[Exercise objective]:
Provide the number of lines below containing the word "photo", without any other words.

[Data records]:
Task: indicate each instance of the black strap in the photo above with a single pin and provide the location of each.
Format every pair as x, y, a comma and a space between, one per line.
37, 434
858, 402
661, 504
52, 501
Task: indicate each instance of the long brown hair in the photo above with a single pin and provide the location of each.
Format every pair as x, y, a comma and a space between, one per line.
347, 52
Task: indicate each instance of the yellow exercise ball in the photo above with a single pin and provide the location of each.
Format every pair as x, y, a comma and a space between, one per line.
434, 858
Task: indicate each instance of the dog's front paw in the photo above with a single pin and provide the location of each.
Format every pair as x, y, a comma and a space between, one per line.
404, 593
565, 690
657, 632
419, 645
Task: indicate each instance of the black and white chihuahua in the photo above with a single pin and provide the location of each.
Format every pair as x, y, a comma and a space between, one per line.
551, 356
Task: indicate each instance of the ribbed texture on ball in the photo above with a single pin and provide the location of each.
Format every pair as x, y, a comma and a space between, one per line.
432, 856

[Response to this exercise]:
6